Task prompt >> Arrange the entries below as a Markdown table with two columns, No. and Line, giving each line its own numbered row and omitting blank lines. Leave the pictures out of the table.

Recorded data >>
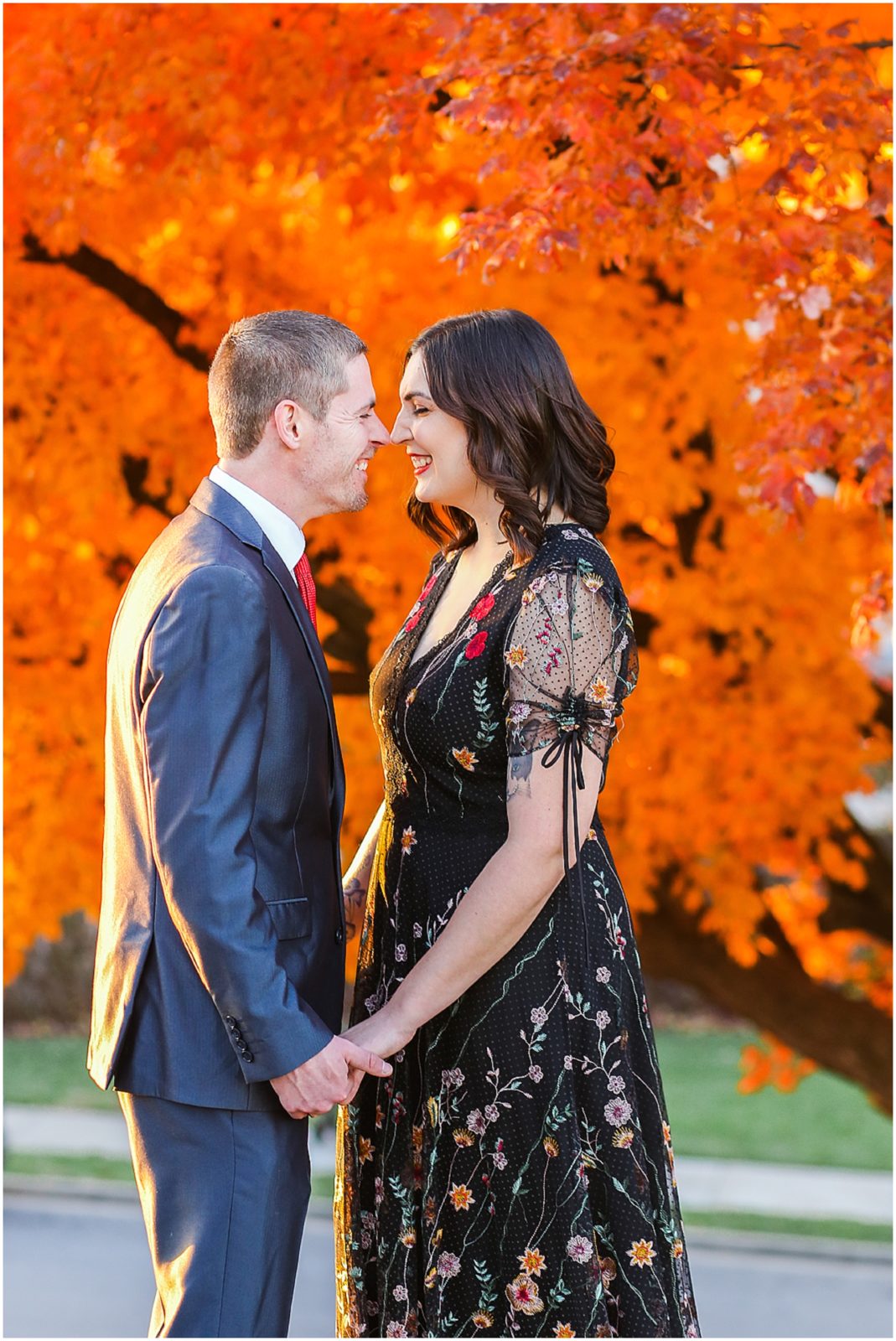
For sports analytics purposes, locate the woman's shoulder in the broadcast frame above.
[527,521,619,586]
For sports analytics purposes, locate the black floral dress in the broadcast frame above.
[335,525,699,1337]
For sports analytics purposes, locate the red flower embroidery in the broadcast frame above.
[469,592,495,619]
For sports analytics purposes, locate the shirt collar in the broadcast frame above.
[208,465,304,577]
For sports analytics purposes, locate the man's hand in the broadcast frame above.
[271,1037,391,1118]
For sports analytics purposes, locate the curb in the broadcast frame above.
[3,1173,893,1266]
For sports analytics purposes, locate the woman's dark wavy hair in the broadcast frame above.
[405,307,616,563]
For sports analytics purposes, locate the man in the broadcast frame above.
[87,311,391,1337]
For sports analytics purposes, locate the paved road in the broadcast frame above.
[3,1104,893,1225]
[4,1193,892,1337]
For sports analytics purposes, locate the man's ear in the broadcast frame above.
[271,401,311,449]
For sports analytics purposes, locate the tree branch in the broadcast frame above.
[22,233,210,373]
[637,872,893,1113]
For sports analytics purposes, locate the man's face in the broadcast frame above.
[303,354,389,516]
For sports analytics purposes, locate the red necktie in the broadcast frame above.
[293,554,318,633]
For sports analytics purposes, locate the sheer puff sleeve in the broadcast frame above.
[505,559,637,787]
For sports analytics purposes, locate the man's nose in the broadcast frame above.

Solution for this problem >>
| No. | Line |
|---|---|
| 1 | For sports analytics purposes, locate the woman's shoulder in the broadcast frame above. |
| 2 | [527,521,619,586] |
| 3 | For sports analytics purposes, locate the black floral dress in the broadcast frame above. |
| 4 | [335,525,699,1337] |
| 5 | For sports analytics purposes, locate the red flower embroidery in the broadcast frame above. |
| 6 | [469,592,495,619] |
| 7 | For sports analytics purposes, locate the shirt collar in the broadcast frame above. |
| 8 | [208,465,304,577] |
| 9 | For sports analytics purposes, locate the man's hand in the broadcast frame above. |
| 10 | [271,1037,391,1118] |
| 11 | For sports analytics purposes, locate the curb in the broadcast frame above. |
| 12 | [3,1173,893,1266] |
| 13 | For sports analytics purposes, locate the woman's dark wavy hair in the broadcast frame above. |
| 14 | [405,307,616,563] |
| 15 | For sports analytics purposes, locate the man in the broadcast frame above. |
| 16 | [87,311,391,1337] |
| 17 | For sports analytics purposes, locate the paved road in the broadcast frame above. |
| 18 | [3,1104,893,1225] |
| 19 | [4,1193,892,1337] |
| 20 | For sports analytics purposes, locate the man's ear in the broadcast frame above. |
| 21 | [271,401,311,449] |
| 22 | For sports analytics purposes, locate the tree branch in the broadcast frame above. |
| 23 | [22,233,210,373] |
| 24 | [637,872,893,1113] |
| 25 | For sports analytics purposes, locate the man's face in the broadcast frame above. |
| 26 | [303,354,389,516] |
| 27 | For sports analytics purposes, locate the red necktie in the broadcast frame above. |
| 28 | [293,554,318,633] |
| 29 | For sports analytics purposes, locate the sheer puff sleeve in the broadcast frame above. |
| 30 | [505,559,637,787] |
| 31 | For sports analytics purposes, locate the man's nose in the broadcast frame above. |